[To be done] State how many lines in the data below contain the string "roof", with uppercase and lowercase treated as distinct. Give only the number.

[Material for the task]
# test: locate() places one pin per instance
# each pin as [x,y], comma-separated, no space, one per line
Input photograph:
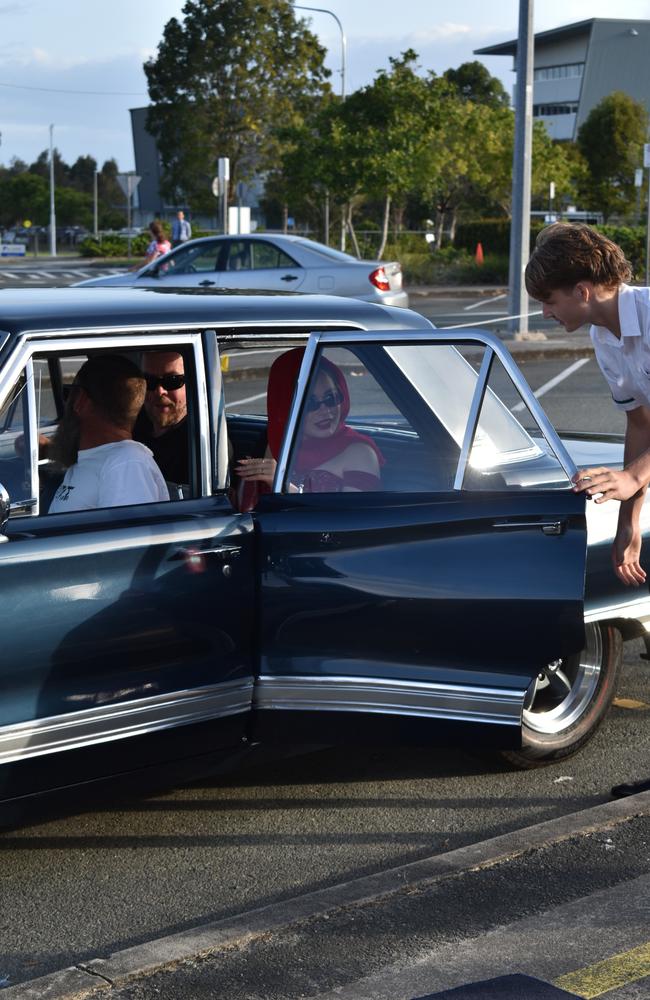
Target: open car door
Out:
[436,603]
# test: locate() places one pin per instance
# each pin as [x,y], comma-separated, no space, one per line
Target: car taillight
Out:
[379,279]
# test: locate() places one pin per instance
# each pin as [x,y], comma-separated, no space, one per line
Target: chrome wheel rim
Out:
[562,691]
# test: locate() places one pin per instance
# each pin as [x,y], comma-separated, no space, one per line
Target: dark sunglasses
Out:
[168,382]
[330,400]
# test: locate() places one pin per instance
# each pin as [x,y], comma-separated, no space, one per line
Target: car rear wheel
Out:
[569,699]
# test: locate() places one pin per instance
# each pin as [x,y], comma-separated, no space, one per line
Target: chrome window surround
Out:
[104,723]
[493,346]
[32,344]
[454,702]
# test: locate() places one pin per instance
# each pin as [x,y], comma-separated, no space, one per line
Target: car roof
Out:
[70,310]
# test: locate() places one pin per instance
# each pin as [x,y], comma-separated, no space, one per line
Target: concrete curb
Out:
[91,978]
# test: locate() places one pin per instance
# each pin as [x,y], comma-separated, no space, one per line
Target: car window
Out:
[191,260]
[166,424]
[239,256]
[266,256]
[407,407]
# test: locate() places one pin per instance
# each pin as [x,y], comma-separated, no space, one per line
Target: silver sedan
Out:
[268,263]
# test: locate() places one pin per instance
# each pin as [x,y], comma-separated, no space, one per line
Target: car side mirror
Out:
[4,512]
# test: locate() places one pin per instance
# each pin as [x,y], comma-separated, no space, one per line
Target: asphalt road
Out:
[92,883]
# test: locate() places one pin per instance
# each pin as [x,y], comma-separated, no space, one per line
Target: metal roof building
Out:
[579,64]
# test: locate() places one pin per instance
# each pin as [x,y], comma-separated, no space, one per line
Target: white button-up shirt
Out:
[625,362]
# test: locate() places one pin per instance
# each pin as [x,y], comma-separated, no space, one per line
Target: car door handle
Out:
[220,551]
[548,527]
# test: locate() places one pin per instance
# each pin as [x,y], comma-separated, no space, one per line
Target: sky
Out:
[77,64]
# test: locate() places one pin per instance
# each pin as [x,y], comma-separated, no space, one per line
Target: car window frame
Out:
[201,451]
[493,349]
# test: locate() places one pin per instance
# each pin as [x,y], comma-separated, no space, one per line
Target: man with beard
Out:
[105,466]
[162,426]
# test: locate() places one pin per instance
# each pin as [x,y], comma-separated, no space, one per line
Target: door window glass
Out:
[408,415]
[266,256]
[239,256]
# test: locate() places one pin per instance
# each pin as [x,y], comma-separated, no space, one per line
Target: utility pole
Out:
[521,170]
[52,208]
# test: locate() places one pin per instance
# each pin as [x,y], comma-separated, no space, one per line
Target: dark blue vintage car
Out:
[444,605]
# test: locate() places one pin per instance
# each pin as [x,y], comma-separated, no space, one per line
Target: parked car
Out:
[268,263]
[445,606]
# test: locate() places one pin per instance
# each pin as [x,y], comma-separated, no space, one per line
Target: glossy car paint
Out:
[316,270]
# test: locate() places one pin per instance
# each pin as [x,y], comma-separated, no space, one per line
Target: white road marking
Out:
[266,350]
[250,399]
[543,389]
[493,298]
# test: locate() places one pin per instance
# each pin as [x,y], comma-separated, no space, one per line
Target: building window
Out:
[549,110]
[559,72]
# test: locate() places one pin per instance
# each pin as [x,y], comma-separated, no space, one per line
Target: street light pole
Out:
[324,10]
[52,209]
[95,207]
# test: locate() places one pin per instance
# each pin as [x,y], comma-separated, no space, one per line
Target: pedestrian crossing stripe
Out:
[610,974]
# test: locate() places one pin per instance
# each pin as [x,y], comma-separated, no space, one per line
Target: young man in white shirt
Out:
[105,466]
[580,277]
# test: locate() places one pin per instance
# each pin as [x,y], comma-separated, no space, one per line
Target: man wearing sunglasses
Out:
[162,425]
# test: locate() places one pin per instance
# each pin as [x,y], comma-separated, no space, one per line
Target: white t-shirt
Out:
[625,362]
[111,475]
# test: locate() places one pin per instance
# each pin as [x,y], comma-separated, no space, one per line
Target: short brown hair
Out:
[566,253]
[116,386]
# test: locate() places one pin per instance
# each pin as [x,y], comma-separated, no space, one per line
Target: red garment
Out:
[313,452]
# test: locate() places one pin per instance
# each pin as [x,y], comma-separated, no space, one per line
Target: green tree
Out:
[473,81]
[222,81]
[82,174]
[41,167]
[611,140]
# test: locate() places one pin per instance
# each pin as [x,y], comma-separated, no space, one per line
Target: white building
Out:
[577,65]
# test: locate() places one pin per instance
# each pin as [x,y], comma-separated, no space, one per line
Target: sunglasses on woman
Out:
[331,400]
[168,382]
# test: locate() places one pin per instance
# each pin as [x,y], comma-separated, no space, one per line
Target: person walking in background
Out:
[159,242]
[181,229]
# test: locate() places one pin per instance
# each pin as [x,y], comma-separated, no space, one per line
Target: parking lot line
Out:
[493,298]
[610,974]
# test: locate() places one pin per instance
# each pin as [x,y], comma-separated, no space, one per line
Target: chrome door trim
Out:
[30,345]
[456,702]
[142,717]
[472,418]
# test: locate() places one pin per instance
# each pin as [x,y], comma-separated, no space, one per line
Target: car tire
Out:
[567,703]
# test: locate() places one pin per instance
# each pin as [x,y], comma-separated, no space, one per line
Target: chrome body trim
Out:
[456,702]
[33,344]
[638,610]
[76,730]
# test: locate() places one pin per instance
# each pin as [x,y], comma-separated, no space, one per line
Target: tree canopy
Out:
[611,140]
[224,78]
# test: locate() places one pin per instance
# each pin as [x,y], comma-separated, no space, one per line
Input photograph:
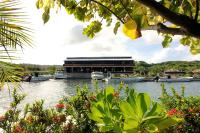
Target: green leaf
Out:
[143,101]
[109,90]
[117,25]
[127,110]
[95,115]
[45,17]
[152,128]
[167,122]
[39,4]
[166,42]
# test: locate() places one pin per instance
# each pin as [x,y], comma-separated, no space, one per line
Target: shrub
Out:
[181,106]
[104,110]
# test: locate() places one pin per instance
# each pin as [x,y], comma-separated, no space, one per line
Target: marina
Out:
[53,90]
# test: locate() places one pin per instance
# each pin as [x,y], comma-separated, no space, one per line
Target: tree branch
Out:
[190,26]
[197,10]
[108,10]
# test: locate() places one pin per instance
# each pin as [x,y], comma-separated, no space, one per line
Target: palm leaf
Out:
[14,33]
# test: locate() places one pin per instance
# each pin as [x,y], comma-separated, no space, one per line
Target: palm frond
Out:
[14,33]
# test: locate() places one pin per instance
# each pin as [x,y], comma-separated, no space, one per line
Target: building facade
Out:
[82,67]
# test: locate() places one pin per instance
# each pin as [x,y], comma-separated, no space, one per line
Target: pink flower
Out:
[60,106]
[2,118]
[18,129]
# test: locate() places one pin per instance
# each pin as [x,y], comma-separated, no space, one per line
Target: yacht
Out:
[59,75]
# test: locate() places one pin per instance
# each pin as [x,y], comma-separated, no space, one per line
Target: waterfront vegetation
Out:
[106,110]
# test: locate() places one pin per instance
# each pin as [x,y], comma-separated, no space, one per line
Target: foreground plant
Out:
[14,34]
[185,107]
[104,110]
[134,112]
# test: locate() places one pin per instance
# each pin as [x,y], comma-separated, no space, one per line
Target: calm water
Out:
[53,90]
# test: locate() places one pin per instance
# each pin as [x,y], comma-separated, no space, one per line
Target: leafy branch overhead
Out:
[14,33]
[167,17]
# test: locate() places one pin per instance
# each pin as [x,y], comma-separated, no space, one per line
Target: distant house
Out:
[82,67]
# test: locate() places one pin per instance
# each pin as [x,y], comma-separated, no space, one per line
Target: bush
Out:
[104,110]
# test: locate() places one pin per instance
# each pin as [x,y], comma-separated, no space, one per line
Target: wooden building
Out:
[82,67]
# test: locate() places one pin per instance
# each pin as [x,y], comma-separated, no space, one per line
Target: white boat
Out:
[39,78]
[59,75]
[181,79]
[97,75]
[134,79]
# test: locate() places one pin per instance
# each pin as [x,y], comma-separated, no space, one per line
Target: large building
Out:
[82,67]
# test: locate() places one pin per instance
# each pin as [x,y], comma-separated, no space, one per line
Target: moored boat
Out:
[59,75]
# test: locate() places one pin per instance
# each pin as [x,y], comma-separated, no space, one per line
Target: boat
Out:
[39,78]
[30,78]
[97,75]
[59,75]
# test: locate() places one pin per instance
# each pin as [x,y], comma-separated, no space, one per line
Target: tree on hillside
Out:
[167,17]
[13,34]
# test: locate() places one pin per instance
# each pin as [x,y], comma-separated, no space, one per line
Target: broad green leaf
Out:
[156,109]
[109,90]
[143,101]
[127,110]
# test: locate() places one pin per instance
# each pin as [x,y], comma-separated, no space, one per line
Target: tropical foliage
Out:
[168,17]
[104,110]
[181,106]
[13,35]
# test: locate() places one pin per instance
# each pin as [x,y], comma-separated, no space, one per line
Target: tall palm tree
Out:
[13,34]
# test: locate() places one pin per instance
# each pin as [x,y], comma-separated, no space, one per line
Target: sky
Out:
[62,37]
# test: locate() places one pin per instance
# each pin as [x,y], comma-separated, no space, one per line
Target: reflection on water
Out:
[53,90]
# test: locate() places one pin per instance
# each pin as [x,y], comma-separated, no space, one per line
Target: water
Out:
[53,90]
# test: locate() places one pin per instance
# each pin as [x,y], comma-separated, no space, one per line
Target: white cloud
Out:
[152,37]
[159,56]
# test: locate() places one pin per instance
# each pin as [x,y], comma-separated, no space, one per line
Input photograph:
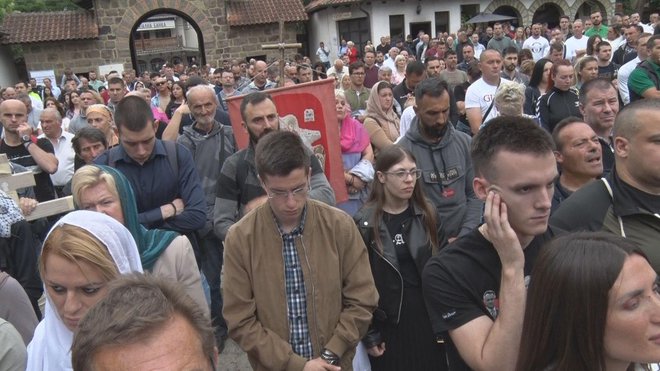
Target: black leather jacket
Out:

[Right answer] 2